Set exercise:
Copy the listing below word for word, starting at the line with "Target — wooden handle" and ending with the line with "column 187, row 296", both of those lines included.
--- begin Supplied material ---
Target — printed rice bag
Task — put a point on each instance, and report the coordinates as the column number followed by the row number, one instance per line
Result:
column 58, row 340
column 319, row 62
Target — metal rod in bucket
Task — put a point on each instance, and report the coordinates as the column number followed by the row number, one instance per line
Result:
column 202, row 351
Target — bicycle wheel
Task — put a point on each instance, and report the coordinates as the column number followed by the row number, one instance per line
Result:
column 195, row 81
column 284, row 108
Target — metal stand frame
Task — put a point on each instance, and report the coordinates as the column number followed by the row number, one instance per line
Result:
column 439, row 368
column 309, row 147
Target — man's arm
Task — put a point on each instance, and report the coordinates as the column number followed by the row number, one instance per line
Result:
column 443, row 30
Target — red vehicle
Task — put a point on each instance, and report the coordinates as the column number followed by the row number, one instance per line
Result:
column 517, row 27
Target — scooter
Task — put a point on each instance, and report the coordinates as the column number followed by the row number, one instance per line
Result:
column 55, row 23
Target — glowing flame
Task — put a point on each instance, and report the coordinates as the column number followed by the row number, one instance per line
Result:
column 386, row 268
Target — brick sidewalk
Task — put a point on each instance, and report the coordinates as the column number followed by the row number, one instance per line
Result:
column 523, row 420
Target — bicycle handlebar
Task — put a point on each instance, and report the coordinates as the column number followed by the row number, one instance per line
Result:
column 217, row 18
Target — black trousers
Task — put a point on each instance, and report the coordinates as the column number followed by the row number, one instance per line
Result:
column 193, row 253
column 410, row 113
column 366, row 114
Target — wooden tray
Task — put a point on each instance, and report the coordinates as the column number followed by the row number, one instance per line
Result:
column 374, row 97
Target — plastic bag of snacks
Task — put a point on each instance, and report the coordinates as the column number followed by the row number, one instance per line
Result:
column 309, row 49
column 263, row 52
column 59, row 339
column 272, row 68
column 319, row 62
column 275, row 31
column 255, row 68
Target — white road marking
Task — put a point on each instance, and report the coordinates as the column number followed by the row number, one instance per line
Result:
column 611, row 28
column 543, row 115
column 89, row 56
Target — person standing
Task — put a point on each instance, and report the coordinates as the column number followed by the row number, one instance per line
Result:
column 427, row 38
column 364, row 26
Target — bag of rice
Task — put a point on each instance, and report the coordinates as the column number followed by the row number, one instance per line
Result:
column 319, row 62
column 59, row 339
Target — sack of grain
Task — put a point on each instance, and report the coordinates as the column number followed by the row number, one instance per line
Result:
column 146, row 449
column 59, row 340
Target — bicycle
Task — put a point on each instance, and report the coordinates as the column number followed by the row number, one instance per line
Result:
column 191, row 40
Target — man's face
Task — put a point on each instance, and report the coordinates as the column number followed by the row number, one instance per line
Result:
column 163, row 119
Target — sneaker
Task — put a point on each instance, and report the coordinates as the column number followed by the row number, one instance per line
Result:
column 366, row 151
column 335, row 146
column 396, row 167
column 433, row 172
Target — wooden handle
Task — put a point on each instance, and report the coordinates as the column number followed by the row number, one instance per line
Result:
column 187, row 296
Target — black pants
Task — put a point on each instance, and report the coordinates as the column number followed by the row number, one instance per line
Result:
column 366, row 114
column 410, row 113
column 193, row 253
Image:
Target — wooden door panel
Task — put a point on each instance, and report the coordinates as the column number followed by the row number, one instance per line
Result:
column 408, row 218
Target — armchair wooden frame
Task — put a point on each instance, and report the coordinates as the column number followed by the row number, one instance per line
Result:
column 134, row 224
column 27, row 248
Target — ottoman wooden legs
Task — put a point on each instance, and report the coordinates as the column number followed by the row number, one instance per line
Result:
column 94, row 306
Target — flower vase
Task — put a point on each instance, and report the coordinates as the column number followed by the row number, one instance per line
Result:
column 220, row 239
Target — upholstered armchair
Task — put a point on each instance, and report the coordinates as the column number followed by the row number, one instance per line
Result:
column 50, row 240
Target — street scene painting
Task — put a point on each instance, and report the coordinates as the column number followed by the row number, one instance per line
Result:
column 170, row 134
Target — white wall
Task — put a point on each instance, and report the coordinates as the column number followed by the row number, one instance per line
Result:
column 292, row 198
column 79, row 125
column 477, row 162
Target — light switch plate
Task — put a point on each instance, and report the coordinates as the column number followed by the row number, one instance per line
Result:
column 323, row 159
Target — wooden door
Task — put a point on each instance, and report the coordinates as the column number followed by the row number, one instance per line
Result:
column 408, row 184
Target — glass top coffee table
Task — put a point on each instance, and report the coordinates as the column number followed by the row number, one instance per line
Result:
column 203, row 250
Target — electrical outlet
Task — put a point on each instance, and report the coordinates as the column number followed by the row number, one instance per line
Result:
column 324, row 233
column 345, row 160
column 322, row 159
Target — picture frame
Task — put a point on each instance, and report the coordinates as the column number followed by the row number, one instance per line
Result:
--- end Supplied material ---
Exercise answer:
Target — wooden handle
Task — put a point on each instance, and report the coordinates as the column number followed by the row number, one instance per line
Result:
column 187, row 296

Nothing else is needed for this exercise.